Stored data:

#####

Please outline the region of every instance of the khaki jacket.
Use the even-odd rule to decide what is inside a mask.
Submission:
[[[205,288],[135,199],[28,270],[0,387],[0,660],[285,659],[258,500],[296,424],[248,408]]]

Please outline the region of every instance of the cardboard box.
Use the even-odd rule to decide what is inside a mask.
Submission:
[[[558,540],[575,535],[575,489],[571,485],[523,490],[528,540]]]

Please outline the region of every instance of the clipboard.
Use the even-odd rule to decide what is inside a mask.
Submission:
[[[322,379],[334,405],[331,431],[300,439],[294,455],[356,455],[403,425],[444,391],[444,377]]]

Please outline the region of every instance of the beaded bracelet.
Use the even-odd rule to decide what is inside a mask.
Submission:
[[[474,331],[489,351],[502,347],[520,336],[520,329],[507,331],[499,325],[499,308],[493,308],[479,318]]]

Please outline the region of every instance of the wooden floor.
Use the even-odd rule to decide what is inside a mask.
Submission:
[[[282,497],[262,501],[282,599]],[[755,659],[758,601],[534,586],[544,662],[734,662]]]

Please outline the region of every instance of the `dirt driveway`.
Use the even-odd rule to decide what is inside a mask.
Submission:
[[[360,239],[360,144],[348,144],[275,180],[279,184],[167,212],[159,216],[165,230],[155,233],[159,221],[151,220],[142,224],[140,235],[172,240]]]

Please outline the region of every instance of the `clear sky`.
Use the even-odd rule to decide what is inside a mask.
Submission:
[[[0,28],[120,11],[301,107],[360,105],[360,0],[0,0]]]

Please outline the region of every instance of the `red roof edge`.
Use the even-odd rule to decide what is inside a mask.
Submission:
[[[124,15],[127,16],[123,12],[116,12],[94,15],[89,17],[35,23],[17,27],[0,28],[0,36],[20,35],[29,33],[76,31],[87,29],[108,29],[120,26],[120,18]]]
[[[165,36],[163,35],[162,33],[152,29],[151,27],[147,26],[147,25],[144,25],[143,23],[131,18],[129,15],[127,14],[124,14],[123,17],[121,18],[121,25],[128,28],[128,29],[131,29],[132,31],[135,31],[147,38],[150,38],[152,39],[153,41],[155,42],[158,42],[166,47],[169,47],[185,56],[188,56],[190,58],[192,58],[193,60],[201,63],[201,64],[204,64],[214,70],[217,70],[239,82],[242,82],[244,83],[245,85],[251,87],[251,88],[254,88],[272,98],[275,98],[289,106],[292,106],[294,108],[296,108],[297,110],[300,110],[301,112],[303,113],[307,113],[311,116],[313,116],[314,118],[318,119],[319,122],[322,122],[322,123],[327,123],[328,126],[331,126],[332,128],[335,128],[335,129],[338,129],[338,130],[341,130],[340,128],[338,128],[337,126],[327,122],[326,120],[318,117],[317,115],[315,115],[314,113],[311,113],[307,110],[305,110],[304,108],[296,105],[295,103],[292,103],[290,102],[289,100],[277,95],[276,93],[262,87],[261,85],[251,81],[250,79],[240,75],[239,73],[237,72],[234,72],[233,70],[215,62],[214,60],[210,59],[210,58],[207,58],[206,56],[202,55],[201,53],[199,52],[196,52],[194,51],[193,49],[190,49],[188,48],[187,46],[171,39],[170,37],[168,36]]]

#####

The records above need to be duplicated. Keep every word unchanged.

Please outline the region of every instance of the khaki jacket.
Use the even-odd rule to decide what is inside a mask.
Submission:
[[[205,288],[135,199],[28,270],[0,387],[0,660],[285,659],[258,500],[296,424],[248,408]]]

Please outline the region of every instance of the cardboard box.
Use the even-odd rule to decide what is inside a mask.
Submission:
[[[558,540],[575,535],[575,489],[571,485],[523,490],[528,540]]]

Please outline the region of every instance of the clipboard.
Use the even-odd rule to decide what is inside a mask.
Submission:
[[[322,379],[334,405],[331,431],[300,439],[294,455],[356,455],[403,425],[444,391],[444,377]]]

Please outline the region of every instance of the beaded bracelet.
Use the even-odd rule to decide what is inside a mask.
Submission:
[[[474,331],[489,351],[502,347],[520,336],[520,329],[507,331],[499,325],[499,308],[493,308],[479,318]]]

Please outline the region of every instance of the wooden floor.
Use the even-odd rule to decide what is inside a mask.
Submission:
[[[282,497],[262,501],[282,599]],[[755,659],[758,601],[534,586],[544,662],[734,662]]]

Please outline the region of every instance of the `dirt driveway`.
Use the even-odd rule to decide what is inside a mask.
Submission:
[[[360,239],[360,144],[348,144],[275,180],[279,184],[167,212],[159,216],[165,230],[155,233],[159,221],[151,220],[142,224],[140,235],[172,240]]]

Please outline the region of every instance of the `clear sky`.
Use the even-odd rule to decide what is inside a mask.
Submission:
[[[0,28],[120,11],[301,107],[360,105],[360,0],[0,0]]]

Please outline the region of every instance of the `red roof edge`.
Use the even-odd rule to decide what is inside a mask.
Submission:
[[[124,15],[127,16],[123,12],[116,12],[94,15],[89,17],[35,23],[17,27],[0,28],[0,36],[20,35],[29,33],[76,31],[87,29],[108,29],[120,26],[120,18]]]
[[[165,36],[163,35],[162,33],[152,29],[151,27],[147,26],[147,25],[144,25],[143,23],[131,18],[129,15],[127,14],[124,14],[123,17],[121,18],[121,25],[128,28],[128,29],[131,29],[132,31],[135,31],[147,38],[150,38],[152,39],[153,41],[155,42],[158,42],[166,47],[169,47],[185,56],[188,56],[190,58],[192,58],[193,60],[201,63],[201,64],[204,64],[214,70],[217,70],[239,82],[242,82],[244,83],[245,85],[251,87],[251,88],[254,88],[272,98],[275,98],[289,106],[292,106],[294,108],[296,108],[297,110],[300,110],[301,112],[303,113],[307,113],[311,116],[313,116],[314,118],[318,119],[319,122],[322,122],[322,123],[327,123],[328,126],[331,126],[332,128],[335,128],[335,129],[338,129],[338,130],[341,130],[340,128],[338,128],[337,126],[327,122],[326,120],[318,117],[317,115],[315,115],[314,113],[311,113],[307,110],[305,110],[304,108],[296,105],[295,103],[292,103],[290,102],[289,100],[277,95],[276,93],[262,87],[261,85],[251,81],[250,79],[240,75],[239,73],[237,72],[234,72],[233,70],[215,62],[214,60],[210,59],[210,58],[207,58],[206,56],[202,55],[201,53],[199,52],[196,52],[194,51],[193,49],[190,49],[188,48],[187,46],[171,39],[170,37],[168,36]]]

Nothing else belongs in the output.